**DATA LISTING**
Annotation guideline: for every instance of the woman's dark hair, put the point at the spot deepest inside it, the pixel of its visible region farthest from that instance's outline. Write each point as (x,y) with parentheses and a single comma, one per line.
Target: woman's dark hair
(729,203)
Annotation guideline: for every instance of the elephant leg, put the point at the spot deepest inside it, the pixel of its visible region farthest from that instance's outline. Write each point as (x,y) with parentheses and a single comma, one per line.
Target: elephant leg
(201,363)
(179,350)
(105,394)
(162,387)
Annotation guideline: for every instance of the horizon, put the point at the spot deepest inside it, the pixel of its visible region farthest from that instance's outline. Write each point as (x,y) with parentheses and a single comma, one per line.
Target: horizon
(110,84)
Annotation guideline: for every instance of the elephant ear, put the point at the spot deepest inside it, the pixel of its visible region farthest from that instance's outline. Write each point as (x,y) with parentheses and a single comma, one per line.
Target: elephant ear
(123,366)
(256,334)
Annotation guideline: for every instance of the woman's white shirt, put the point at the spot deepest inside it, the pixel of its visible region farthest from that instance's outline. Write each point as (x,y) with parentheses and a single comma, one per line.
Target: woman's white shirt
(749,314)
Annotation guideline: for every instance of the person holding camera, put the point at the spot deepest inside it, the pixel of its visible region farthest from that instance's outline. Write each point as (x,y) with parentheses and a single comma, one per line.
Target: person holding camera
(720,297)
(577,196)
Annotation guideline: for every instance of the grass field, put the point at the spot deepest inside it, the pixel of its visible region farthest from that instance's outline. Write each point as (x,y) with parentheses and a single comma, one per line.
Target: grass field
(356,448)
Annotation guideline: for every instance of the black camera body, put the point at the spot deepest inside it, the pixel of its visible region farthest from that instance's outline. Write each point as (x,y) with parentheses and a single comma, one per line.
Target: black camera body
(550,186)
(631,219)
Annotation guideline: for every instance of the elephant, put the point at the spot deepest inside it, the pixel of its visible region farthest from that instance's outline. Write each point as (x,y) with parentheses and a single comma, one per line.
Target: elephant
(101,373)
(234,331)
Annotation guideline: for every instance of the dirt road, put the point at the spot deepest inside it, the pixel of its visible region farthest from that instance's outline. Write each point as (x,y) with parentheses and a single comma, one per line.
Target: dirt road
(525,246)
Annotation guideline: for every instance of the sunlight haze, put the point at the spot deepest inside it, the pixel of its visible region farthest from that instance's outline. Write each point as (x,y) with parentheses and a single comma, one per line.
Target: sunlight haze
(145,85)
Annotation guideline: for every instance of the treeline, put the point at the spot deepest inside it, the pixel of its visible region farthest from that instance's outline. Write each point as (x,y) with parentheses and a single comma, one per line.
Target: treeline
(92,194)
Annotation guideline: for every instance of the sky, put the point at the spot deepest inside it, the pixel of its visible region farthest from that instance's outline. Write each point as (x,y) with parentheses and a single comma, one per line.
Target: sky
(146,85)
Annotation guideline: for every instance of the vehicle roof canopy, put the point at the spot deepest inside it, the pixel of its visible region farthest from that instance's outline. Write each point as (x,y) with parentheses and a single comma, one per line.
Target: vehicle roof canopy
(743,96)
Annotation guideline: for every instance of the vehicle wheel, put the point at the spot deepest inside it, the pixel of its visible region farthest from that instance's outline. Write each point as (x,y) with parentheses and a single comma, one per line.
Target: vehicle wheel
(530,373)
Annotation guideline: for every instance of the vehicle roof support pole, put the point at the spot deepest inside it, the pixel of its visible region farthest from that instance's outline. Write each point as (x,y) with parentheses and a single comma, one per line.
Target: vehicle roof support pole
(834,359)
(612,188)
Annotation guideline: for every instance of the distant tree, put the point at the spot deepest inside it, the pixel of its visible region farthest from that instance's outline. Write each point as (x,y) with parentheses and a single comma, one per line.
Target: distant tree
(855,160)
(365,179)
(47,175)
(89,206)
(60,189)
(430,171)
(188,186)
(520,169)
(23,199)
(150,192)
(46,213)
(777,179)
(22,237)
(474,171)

**WHAT TO WORK ON**
Your task is to return, exactly and on their own, the lines from the one containing "Annotation guideline: for every instance of the sky, put" through the last line of the listing.

**FINISHED EXERCISE**
Annotation guideline: for every instance of the sky, put the point at the spot deepest inside it, the pixel of its visible region farthest from that instance's outline. Write each point as (x,y) with parentheses and a single comma, one per line.
Target: sky
(146,85)
Annotation guideline: for every instance of the vehicle roof canopy, put the point at the spot deepest inside it, the pixel of its visible region farthest from that instance's outline. Write each point as (x,y) with parentheses and a single comma, one per line.
Target: vehicle roof canopy
(743,96)
Annotation guideline: for every instance of the vehicle wheel, put the point at the spot deepest inside it, the pixel of its visible region farthest from that instance's outline. Write each point as (x,y) with parentheses and a single comma, one per line.
Target: vehicle wheel
(530,373)
Annotation guideline: for every instance of the vehicle roof support pole, put the point at the spot deepest inside it, the pixel of its visible region farthest from that instance's outline. Write each point as (x,y) with parentheses and a single comma, one per line.
Target: vehicle roof support pole
(834,359)
(612,188)
Annotation guideline: for every instance of the distant tree, put the point at the spot deepest inside it, the pixel of its visible region farthest from that instance's outline. Write each point as (x,y) with parentheses and a single comma, one per line.
Target: distant tree
(855,160)
(365,179)
(47,175)
(89,206)
(60,189)
(430,171)
(188,186)
(520,169)
(23,199)
(150,192)
(46,213)
(777,179)
(22,237)
(474,171)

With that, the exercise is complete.